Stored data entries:
=-=-=-=-=
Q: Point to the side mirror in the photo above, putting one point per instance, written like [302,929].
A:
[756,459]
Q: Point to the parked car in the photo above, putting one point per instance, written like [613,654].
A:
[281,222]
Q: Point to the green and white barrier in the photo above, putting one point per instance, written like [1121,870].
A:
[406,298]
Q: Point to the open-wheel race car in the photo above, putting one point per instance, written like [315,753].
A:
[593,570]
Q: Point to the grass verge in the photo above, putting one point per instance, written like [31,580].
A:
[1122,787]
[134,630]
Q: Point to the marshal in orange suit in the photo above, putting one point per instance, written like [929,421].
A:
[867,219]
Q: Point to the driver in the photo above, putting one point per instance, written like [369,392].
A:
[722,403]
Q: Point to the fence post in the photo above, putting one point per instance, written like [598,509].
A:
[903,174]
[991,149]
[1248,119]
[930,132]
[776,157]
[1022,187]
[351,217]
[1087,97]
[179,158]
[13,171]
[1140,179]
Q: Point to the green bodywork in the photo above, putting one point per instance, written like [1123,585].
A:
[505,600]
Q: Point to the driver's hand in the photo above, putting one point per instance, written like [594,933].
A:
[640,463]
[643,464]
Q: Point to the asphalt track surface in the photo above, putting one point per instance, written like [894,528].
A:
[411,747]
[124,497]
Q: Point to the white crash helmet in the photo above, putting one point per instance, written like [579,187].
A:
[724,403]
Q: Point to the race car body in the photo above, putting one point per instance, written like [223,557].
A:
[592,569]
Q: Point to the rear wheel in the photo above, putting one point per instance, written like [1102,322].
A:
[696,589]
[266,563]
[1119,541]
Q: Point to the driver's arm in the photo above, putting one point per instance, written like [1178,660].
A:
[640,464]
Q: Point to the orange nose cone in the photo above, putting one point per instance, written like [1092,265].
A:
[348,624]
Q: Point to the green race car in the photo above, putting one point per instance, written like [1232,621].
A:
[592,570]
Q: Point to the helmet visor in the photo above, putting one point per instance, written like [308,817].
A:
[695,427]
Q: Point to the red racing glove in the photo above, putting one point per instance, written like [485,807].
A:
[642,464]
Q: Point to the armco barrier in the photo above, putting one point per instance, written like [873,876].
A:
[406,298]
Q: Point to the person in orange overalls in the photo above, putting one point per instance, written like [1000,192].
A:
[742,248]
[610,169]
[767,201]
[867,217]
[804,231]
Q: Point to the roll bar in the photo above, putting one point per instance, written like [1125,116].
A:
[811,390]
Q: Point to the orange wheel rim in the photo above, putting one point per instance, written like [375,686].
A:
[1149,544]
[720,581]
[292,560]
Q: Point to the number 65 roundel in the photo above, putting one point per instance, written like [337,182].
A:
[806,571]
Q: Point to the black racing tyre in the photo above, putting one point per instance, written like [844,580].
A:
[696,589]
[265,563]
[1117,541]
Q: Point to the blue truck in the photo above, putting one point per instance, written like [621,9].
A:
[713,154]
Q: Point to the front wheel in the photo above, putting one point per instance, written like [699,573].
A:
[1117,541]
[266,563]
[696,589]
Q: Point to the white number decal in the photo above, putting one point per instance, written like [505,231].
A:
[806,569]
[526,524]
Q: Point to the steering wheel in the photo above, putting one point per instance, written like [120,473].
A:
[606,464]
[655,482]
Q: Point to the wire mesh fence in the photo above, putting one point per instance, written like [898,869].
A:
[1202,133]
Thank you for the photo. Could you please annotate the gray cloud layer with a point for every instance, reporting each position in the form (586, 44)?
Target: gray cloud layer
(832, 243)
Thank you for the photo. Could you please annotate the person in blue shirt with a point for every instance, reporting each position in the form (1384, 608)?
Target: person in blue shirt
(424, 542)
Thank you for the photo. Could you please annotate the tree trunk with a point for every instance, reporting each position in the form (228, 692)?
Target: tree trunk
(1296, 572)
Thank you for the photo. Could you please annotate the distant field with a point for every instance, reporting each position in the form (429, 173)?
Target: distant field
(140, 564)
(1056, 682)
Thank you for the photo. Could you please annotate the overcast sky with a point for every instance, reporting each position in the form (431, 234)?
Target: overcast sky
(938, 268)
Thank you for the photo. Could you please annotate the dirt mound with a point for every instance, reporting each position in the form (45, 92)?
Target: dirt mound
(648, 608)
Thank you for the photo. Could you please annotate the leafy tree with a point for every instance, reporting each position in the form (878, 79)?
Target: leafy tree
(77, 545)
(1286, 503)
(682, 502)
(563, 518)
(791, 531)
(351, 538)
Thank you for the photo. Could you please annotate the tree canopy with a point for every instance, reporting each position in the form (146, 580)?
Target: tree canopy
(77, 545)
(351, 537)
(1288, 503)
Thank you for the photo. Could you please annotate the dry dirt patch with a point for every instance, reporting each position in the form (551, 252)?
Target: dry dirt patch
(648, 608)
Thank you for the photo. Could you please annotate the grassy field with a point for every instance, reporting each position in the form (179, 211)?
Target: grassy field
=-=-=-=-=
What you are asked to do
The line containing "Target: dirt mound" opens the range, and the last line of the entries closes it; copy that range exactly.

Result for this exercise
Target: dirt mound
(648, 608)
Thank you for the photo. Could you please annotate the leafy tree with a point for every instance, reporting each position in the form (878, 79)?
Target: leafy tree
(77, 545)
(1286, 503)
(682, 502)
(563, 518)
(791, 531)
(351, 538)
Thank you for the photo. Could you please annotate the tree canopy with a point for every instance, reporting each position in the form (146, 580)?
Target: tree canopy
(77, 545)
(351, 537)
(1288, 503)
Thank you for the photo. Could you please annotate the dry dirt patch with a point for every instance, reporting each position in the form (551, 252)?
Target: dry dirt patch
(648, 608)
Thank you for the photo. Could you please annotate the grassy field with a point for every instance, reporting each position in the form (179, 211)?
Target: grassy field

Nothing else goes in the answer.